* EXCERPT PROVIDED
I work in an environment that is both challenging and rewarding. Your goal as you leave your home each day is to put aside your own problems and prepare to meet your patients with a warm countenance. It is challenging because life altering events happen on a regular basis for which, as your patient's advocate and first caregiver, you have to constantly apply your nursing judgment; it is hard work; it is draining when your patient dies or you feel that you just couldn't make them feel better that shift - that you did everything you could sometimes is little consolation; and you have to learn to interact with people from all walks of life. But it is also rewarding because you directly impact the lives of people and their families everyday. You meet great people from whom you learn and sometimes get to share a prayer or a mutual standing on a subject. You get to take this feeling with you, as you leave the hospital at the end of the shift, that you were part of the care team to make someone feel better.
Through my experiences I've learned that there are some key guidelines to being a good caregiver:
- Regard the people you take care of like they were your parent, child, or sibling.

* DATA PROVIDED

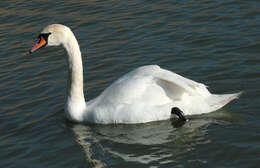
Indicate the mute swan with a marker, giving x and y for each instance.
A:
(146, 94)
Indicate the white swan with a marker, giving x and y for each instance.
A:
(145, 94)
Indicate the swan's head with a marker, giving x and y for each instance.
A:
(52, 35)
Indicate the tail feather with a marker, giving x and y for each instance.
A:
(217, 101)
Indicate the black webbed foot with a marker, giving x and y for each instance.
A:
(179, 113)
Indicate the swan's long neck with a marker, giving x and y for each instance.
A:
(75, 105)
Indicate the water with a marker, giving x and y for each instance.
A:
(214, 42)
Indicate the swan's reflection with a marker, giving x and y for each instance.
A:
(160, 142)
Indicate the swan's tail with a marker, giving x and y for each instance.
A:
(217, 101)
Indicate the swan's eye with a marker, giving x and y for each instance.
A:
(39, 40)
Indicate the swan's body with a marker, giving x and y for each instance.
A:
(145, 94)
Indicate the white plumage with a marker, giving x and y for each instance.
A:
(145, 94)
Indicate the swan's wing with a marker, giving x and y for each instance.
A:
(151, 85)
(175, 85)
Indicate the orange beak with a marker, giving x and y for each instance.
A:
(41, 43)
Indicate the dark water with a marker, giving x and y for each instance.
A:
(214, 42)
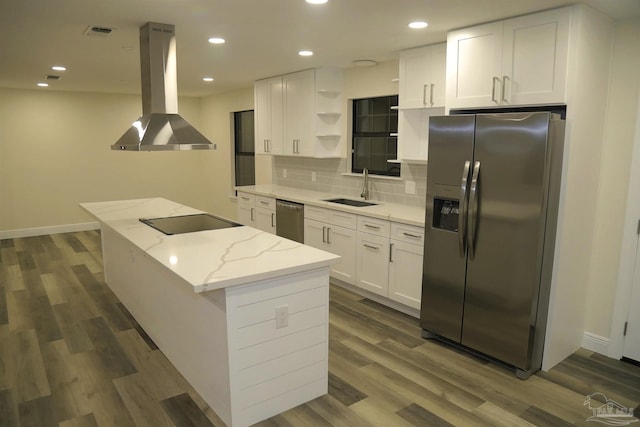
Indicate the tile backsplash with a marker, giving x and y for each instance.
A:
(330, 178)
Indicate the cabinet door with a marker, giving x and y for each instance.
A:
(246, 215)
(474, 60)
(372, 271)
(422, 77)
(268, 116)
(299, 92)
(265, 219)
(534, 59)
(314, 234)
(342, 241)
(405, 273)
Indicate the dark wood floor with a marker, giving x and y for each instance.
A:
(71, 355)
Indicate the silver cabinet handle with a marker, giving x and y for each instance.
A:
(431, 94)
(462, 213)
(493, 90)
(504, 89)
(473, 209)
(412, 235)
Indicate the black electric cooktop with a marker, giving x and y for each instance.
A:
(188, 223)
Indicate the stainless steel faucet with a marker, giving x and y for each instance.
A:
(365, 184)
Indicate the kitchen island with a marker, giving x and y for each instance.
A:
(242, 314)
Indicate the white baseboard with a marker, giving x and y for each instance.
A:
(595, 343)
(41, 231)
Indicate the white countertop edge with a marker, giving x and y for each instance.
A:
(316, 198)
(115, 217)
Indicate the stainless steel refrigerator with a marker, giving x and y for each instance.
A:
(493, 183)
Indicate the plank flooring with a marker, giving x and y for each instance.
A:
(71, 355)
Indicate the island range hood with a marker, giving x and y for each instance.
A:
(160, 128)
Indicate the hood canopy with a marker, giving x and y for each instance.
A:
(160, 127)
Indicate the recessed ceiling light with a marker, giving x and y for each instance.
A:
(418, 25)
(364, 63)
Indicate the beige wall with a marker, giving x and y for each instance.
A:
(614, 178)
(55, 153)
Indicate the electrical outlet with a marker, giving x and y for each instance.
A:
(282, 316)
(410, 187)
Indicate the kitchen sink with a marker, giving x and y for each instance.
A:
(350, 202)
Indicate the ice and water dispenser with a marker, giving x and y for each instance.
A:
(446, 207)
(445, 214)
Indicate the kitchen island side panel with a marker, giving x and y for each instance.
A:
(189, 328)
(277, 364)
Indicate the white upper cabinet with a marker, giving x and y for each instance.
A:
(300, 114)
(519, 61)
(268, 115)
(422, 77)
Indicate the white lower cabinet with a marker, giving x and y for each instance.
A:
(379, 256)
(257, 211)
(372, 273)
(323, 233)
(405, 273)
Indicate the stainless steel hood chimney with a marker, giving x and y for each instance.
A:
(160, 127)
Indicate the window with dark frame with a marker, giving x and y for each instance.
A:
(375, 135)
(244, 147)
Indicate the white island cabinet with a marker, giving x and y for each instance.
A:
(241, 313)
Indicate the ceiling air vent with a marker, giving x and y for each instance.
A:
(97, 31)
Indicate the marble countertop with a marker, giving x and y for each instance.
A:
(390, 211)
(208, 260)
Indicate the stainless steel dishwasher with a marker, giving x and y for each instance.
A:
(290, 220)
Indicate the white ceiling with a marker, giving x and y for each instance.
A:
(263, 36)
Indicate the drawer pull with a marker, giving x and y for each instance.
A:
(412, 235)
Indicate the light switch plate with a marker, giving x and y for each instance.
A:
(410, 187)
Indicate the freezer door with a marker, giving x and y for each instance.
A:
(444, 264)
(507, 210)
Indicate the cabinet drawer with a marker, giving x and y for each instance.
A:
(246, 199)
(407, 233)
(319, 214)
(379, 227)
(266, 202)
(331, 216)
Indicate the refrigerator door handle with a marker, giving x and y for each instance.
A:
(473, 209)
(462, 214)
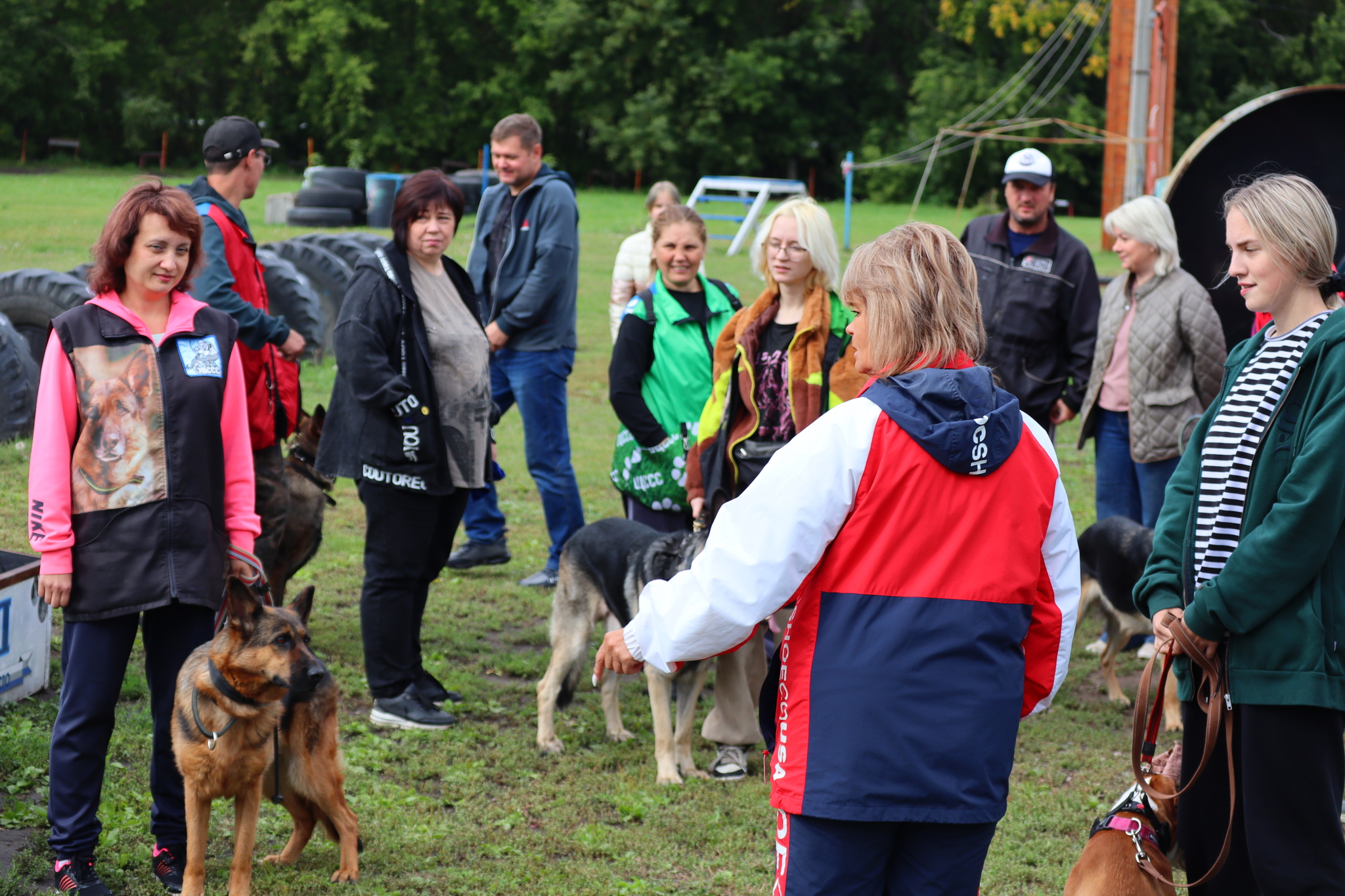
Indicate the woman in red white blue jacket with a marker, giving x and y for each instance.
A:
(937, 575)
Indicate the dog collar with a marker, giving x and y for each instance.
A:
(222, 685)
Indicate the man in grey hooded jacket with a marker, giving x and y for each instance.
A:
(525, 268)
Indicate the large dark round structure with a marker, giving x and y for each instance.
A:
(1298, 131)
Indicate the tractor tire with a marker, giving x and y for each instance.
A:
(335, 177)
(350, 250)
(327, 273)
(32, 297)
(320, 218)
(368, 238)
(295, 299)
(330, 198)
(18, 383)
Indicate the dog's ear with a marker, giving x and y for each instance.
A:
(303, 605)
(244, 606)
(139, 377)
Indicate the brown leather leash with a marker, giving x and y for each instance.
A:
(1212, 696)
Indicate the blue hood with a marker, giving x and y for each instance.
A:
(961, 418)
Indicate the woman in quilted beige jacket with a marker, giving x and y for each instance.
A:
(1157, 364)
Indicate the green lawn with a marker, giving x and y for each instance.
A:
(477, 811)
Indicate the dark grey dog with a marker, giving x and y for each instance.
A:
(603, 570)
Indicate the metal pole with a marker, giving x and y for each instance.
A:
(486, 168)
(848, 169)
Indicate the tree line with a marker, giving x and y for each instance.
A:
(670, 89)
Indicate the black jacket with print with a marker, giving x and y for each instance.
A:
(1040, 310)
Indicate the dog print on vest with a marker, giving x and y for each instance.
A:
(119, 457)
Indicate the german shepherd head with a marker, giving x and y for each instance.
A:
(264, 651)
(115, 457)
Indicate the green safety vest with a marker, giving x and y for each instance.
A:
(676, 391)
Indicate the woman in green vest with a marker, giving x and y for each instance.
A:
(659, 377)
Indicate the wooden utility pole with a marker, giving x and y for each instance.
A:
(1158, 73)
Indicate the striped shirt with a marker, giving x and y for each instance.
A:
(1225, 459)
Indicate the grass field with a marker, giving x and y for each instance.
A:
(477, 811)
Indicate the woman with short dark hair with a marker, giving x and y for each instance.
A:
(409, 421)
(141, 484)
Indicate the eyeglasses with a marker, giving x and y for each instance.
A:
(774, 247)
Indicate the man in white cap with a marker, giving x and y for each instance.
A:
(1039, 295)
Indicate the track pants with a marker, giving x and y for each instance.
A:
(93, 662)
(1290, 770)
(826, 857)
(407, 542)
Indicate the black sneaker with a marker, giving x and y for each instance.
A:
(433, 691)
(544, 580)
(169, 864)
(409, 711)
(477, 554)
(78, 876)
(731, 763)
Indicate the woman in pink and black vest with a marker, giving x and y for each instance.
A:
(935, 567)
(142, 479)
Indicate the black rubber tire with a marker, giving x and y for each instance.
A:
(320, 218)
(368, 238)
(327, 273)
(337, 177)
(295, 299)
(30, 297)
(330, 198)
(343, 245)
(18, 383)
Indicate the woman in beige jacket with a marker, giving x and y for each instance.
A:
(1157, 364)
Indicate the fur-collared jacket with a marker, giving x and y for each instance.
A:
(1176, 360)
(822, 375)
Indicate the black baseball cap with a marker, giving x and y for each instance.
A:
(233, 137)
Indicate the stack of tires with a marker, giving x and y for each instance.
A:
(330, 198)
(29, 300)
(326, 264)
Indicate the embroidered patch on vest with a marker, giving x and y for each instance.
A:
(1038, 263)
(201, 356)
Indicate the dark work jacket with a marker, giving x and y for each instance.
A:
(382, 423)
(1040, 310)
(171, 544)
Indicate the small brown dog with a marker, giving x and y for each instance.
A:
(309, 499)
(1107, 865)
(250, 694)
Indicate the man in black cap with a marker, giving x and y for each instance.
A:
(1039, 295)
(232, 281)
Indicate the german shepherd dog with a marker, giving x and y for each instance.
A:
(603, 570)
(1111, 555)
(309, 499)
(250, 694)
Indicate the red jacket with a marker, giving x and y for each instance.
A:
(271, 381)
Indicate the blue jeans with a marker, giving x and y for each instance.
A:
(536, 382)
(1126, 488)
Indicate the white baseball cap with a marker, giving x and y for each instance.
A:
(1030, 165)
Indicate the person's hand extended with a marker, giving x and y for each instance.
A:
(613, 656)
(55, 589)
(496, 336)
(292, 347)
(1060, 413)
(1164, 624)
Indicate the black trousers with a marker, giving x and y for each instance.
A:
(1290, 769)
(93, 662)
(407, 542)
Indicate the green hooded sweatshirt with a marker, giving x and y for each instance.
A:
(1281, 597)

* TASK PROMPT
Continue the reflection on nursing work past its first guideline for being a good caregiver, keeping the same voice and list format.

* RESPONSE TO THIS TASK
- Know that they are individuals too with private lives and remember to respect their privacy.
- Give them autonomy and choices and the chance to be part of a decision-making process whenever possible because often times that autonomy is temporarily taken away in the hospital setting.
- Do not take things personally (sometimes it's hard) because it's often not personal. These people are at the worst stages of their lives, maybe a turning point, maybe just received devastating news, etc, and are simply trying to cope with their individual situations.
- Make time. Stop to listen, even for a bit, to a personal story, to empathize, to bring that extra warm blanket, to explain what you're about to do.
And there are others...but these come to mind right now.